Given information -

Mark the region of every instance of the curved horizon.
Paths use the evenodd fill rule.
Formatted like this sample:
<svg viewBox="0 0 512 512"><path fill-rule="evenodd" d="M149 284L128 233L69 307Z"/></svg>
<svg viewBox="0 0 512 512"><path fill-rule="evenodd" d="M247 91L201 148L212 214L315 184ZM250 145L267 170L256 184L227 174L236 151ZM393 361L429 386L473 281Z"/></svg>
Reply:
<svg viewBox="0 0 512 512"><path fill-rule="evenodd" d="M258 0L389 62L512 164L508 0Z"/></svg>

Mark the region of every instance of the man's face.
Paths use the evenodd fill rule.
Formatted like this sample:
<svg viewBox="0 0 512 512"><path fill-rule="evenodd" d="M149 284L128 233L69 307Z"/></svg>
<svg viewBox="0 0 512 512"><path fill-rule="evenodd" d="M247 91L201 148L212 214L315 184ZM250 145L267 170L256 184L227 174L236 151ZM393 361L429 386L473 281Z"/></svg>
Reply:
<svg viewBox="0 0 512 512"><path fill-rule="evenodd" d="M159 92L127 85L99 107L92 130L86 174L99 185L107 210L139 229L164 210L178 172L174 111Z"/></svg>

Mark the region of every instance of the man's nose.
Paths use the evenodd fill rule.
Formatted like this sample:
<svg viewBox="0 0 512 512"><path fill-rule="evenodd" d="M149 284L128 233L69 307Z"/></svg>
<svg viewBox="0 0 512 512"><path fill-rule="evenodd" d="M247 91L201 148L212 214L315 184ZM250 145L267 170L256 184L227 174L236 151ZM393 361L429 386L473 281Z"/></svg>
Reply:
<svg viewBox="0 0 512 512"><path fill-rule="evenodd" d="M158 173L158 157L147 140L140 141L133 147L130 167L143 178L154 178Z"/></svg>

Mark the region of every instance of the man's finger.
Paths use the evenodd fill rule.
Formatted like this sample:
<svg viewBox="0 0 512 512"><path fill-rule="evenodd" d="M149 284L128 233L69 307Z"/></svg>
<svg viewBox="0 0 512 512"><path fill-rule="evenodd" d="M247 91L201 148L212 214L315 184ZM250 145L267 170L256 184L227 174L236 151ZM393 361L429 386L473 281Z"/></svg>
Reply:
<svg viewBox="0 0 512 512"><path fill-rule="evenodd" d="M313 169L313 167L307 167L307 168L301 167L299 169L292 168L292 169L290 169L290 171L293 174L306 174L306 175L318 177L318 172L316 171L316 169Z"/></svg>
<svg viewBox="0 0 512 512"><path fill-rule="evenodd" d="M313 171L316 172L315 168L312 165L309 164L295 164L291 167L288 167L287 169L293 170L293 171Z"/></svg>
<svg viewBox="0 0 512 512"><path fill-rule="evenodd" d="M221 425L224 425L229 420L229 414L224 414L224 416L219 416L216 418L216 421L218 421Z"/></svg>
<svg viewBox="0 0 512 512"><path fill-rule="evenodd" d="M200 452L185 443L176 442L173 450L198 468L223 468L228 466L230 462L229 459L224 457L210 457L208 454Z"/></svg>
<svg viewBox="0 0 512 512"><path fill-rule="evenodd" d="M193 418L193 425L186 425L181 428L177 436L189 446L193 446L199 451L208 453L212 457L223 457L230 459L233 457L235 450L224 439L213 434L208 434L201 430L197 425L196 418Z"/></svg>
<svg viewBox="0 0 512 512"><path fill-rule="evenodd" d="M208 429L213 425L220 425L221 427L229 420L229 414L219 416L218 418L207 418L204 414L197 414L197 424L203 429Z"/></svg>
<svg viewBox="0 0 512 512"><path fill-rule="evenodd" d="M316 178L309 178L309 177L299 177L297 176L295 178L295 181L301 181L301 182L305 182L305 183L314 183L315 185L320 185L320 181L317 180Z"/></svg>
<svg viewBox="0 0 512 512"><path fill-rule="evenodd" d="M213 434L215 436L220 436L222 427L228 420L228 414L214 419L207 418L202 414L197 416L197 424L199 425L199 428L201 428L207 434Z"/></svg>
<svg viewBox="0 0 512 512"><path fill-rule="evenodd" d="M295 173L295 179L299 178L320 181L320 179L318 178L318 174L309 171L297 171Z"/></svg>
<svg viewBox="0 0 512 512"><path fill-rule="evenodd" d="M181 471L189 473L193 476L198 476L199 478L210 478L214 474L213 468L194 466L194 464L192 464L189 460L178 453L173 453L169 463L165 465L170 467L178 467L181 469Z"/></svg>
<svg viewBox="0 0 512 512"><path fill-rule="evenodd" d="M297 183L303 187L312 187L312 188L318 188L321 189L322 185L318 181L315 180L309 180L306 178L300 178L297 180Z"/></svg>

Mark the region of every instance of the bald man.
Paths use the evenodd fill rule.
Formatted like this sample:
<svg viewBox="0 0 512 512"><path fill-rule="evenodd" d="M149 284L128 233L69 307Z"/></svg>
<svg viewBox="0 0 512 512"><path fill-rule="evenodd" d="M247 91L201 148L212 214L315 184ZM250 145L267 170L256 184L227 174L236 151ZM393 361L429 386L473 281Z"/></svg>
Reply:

What to produce - Transcribe the listing above exactly, including every line.

Solved exercise -
Mark the region of every instance of the curved horizon.
Paths use the evenodd fill rule.
Formatted like this sample:
<svg viewBox="0 0 512 512"><path fill-rule="evenodd" d="M149 284L128 233L69 307Z"/></svg>
<svg viewBox="0 0 512 512"><path fill-rule="evenodd" d="M247 91L201 148L212 214L315 184ZM250 145L267 170L256 184L227 174L236 151ZM393 361L429 386L473 281Z"/></svg>
Reply:
<svg viewBox="0 0 512 512"><path fill-rule="evenodd" d="M258 0L389 62L512 164L508 0Z"/></svg>

Mark the region of every instance of the man's face.
Paths use the evenodd fill rule.
Formatted like this sample:
<svg viewBox="0 0 512 512"><path fill-rule="evenodd" d="M149 284L128 233L69 307Z"/></svg>
<svg viewBox="0 0 512 512"><path fill-rule="evenodd" d="M247 91L201 148L212 214L315 184ZM250 145L267 170L256 184L227 174L236 151ZM393 361L429 386L473 281Z"/></svg>
Reply:
<svg viewBox="0 0 512 512"><path fill-rule="evenodd" d="M159 92L127 85L99 107L92 130L86 174L99 185L107 210L139 229L164 210L178 172L174 111Z"/></svg>

Mark the region of every instance of the man's nose.
Paths use the evenodd fill rule.
Formatted like this sample:
<svg viewBox="0 0 512 512"><path fill-rule="evenodd" d="M149 284L128 233L69 307Z"/></svg>
<svg viewBox="0 0 512 512"><path fill-rule="evenodd" d="M247 91L201 148L212 214L315 184ZM250 145L267 170L256 184L227 174L236 151ZM393 361L429 386L473 281Z"/></svg>
Reply:
<svg viewBox="0 0 512 512"><path fill-rule="evenodd" d="M158 173L158 157L147 140L140 141L133 147L130 167L143 178L154 178Z"/></svg>

Mark the region of every instance of the man's finger.
Paths use the evenodd fill rule.
Formatted like this sample:
<svg viewBox="0 0 512 512"><path fill-rule="evenodd" d="M149 284L128 233L69 307Z"/></svg>
<svg viewBox="0 0 512 512"><path fill-rule="evenodd" d="M247 91L201 148L212 214L315 184ZM250 145L267 170L256 184L227 174L236 151ZM393 361L429 386L473 281Z"/></svg>
Reply:
<svg viewBox="0 0 512 512"><path fill-rule="evenodd" d="M313 169L313 167L307 167L307 168L301 167L299 169L292 168L292 169L290 169L290 171L293 174L306 174L306 175L318 177L318 172L316 171L316 169Z"/></svg>
<svg viewBox="0 0 512 512"><path fill-rule="evenodd" d="M313 171L316 172L315 168L312 165L309 164L295 164L291 167L288 167L287 169L293 170L293 171Z"/></svg>
<svg viewBox="0 0 512 512"><path fill-rule="evenodd" d="M221 425L224 425L229 420L229 414L224 414L224 416L219 416L216 418L216 421L218 421Z"/></svg>
<svg viewBox="0 0 512 512"><path fill-rule="evenodd" d="M200 452L185 443L176 442L173 450L198 468L223 468L228 466L230 462L229 459L224 457L210 457L208 454Z"/></svg>
<svg viewBox="0 0 512 512"><path fill-rule="evenodd" d="M193 418L193 425L186 425L181 428L177 436L189 446L193 446L199 451L208 453L212 457L223 457L230 459L233 457L235 450L224 439L213 434L208 434L201 430L197 425L196 418Z"/></svg>
<svg viewBox="0 0 512 512"><path fill-rule="evenodd" d="M208 429L213 425L220 425L221 427L229 420L229 414L219 416L218 418L207 418L204 414L197 414L197 424L203 429Z"/></svg>
<svg viewBox="0 0 512 512"><path fill-rule="evenodd" d="M316 178L309 178L309 177L299 177L297 176L295 178L295 181L301 181L301 182L305 182L305 183L314 183L315 185L320 185L320 181L317 180Z"/></svg>
<svg viewBox="0 0 512 512"><path fill-rule="evenodd" d="M213 434L215 436L220 436L222 427L228 420L228 414L214 419L207 418L202 414L197 416L197 424L199 425L199 428L201 428L207 434Z"/></svg>
<svg viewBox="0 0 512 512"><path fill-rule="evenodd" d="M295 173L295 179L299 178L320 181L320 179L318 178L318 174L309 171L297 171Z"/></svg>
<svg viewBox="0 0 512 512"><path fill-rule="evenodd" d="M181 471L189 473L193 476L198 476L199 478L210 478L214 474L213 468L194 466L194 464L192 464L189 460L178 453L173 453L169 463L165 465L170 467L178 467L181 469Z"/></svg>
<svg viewBox="0 0 512 512"><path fill-rule="evenodd" d="M297 183L303 187L312 187L312 188L318 188L321 189L322 185L318 181L315 180L309 180L306 178L300 178L297 180Z"/></svg>

Mark the region of every instance of the bald man.
Paths use the evenodd fill rule.
Formatted like this sample:
<svg viewBox="0 0 512 512"><path fill-rule="evenodd" d="M149 284L128 233L69 307Z"/></svg>
<svg viewBox="0 0 512 512"><path fill-rule="evenodd" d="M247 91L201 148L212 214L315 184ZM250 145L267 170L256 184L227 174L236 151ZM393 361L429 386L473 281Z"/></svg>
Reply:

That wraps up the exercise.